EXCERPT PROVIDED
>> BEGIN

SI.com sat down with the 49-year-old director a few hours before Wednesday night's premiere screening in Manhattan to discuss his lifelong passion for sports, what he learned from his time in Roach's world and the much-rumored Friday Night Lights movie.
SI.com: You've taken on a broad range of projects, from The Kingdom to Very Bad Things to Wonderland. But you've kept going back to sports, with Friday Night Lights, Kings Ransom and now Freddie Roach. What is it about sports that lends itself to good storytelling?
Peter Berg: I've been a reasonable athlete my whole life. Played football. I own a boxing gym in Los Angeles. I'm constantly drawn back to the inherent drama and emotion at the heart of athletics.
SI.com: What is your background in boxing? Do you have a first memory of the sport?
Berg: It started at Camp Viking in South Orleans, Mass., in Cape Cod, where the counselors would pick campers. They made a boxing ring in the woods and they would make us fight each other and they would bet on us. That was my start, and it was pretty scary. It was very Lord of the Flies-esque.
I came of age during the era of the great heavyweight. George Foreman -- I was a little late on Ali and Frazier -- but guys like Foreman and Kenny Norton were around. My father was a big fan.
I then acted in a film a while ago called The Great White Hype and that was when I first sort of took any kind of professional boxing training. I just kind of fell for the sport. I love the strategy. I love the immediacy of the experience of boxing and sparring, and it just became a passion of mine.
As a director, one of the first things I've always done when I move -- we move around a lot obviously to make films -- is always try to find a local boxing gym. And I've had great experiences in different places, whether it's Arizona when I was doing The Kingdom and boxed in a gym in Phoenix. In Honolulu. Lots of time in Texas at Richard Lord's boxing gym in Austin. I always found it was a great way to meet locals and I've always loved the culture of a boxing gym. It's a very unique anthropological environment.
SI.com: Did you have a favorite fighter growing up?

>> END

DATA SHOWN

>> BEGIN

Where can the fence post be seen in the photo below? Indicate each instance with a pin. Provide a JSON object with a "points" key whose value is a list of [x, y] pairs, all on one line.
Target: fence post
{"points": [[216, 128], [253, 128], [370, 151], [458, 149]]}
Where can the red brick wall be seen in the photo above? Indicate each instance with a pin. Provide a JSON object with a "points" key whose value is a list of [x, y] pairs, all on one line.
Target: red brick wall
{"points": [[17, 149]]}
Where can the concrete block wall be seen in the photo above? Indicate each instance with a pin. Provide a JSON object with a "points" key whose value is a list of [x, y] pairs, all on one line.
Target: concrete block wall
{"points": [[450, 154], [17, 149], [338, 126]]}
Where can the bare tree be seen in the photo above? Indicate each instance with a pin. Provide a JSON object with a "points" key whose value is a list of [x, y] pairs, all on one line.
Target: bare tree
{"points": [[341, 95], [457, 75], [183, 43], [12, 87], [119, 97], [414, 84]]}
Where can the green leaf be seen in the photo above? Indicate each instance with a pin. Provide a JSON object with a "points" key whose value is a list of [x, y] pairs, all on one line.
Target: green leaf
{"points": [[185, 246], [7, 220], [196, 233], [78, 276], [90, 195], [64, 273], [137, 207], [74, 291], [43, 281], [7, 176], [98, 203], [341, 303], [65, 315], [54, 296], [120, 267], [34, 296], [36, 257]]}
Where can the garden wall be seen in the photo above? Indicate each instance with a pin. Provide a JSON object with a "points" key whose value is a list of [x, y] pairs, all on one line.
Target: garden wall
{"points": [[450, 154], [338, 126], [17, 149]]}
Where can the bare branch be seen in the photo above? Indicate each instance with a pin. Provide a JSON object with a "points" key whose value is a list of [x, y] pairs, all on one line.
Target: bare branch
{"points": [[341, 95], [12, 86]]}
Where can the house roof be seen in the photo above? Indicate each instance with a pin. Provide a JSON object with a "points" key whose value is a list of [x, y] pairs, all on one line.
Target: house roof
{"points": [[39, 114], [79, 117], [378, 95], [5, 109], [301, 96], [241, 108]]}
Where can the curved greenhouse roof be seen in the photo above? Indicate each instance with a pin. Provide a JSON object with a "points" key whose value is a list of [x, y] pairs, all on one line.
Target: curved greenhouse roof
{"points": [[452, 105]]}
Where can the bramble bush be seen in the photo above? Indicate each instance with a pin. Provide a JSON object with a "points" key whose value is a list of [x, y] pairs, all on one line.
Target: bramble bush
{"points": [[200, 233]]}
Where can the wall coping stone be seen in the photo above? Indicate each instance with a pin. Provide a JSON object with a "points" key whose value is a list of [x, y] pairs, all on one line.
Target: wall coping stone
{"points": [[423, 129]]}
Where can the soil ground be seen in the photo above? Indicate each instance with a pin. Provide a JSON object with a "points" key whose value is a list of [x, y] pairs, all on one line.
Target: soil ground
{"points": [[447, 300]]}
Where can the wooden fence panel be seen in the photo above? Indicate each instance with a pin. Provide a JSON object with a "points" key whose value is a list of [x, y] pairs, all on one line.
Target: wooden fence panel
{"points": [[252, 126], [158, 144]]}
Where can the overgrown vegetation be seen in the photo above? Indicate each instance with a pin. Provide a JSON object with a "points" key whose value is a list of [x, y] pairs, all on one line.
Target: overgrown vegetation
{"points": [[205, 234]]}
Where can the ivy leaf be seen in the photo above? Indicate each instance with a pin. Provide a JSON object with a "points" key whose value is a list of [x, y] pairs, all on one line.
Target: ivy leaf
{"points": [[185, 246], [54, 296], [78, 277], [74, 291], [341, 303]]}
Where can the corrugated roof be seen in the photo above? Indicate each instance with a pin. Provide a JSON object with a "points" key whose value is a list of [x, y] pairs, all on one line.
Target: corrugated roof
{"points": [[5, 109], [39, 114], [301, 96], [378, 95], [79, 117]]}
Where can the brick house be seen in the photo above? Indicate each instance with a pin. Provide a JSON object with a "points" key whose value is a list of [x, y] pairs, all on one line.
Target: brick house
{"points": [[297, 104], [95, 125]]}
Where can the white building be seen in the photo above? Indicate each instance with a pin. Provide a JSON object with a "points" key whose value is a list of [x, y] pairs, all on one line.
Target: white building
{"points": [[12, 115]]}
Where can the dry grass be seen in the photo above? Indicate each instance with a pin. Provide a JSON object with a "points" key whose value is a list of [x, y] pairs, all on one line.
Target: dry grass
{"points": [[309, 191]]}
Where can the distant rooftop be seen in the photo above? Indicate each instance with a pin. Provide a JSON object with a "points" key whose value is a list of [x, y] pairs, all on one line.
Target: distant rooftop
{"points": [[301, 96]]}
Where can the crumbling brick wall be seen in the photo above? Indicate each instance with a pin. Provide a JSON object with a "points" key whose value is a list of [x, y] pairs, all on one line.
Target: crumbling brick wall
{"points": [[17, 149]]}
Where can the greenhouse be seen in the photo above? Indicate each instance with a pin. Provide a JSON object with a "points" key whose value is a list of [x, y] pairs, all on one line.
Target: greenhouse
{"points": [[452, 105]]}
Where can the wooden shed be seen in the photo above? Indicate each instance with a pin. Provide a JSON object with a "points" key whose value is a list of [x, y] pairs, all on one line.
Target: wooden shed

>> END

PROBLEM 1
In the interview excerpt, in which city does Berg say he owns a boxing gym?
PROBLEM 2
Convert the listing, from the line with "Where can the crumbling" through the end of the listing, into a JSON list of strings with one string per line and blank lines omitted.

EXPECTED ANSWER 1
Los Angeles.

EXPECTED ANSWER 2
[
  "Where can the crumbling brick wall be seen in the photo above? Indicate each instance with a pin. Provide a JSON object with a \"points\" key whose value is a list of [x, y] pairs, all on one line.",
  "Target: crumbling brick wall",
  "{\"points\": [[17, 149]]}",
  "Where can the greenhouse be seen in the photo above? Indicate each instance with a pin. Provide a JSON object with a \"points\" key whose value is a list of [x, y] pairs, all on one line.",
  "Target: greenhouse",
  "{\"points\": [[452, 105]]}",
  "Where can the wooden shed be seen in the photo above? Indicate each instance with a pin. Provide a JSON object with a \"points\" key whose value is a list of [x, y] pairs, all on one line.",
  "Target: wooden shed"
]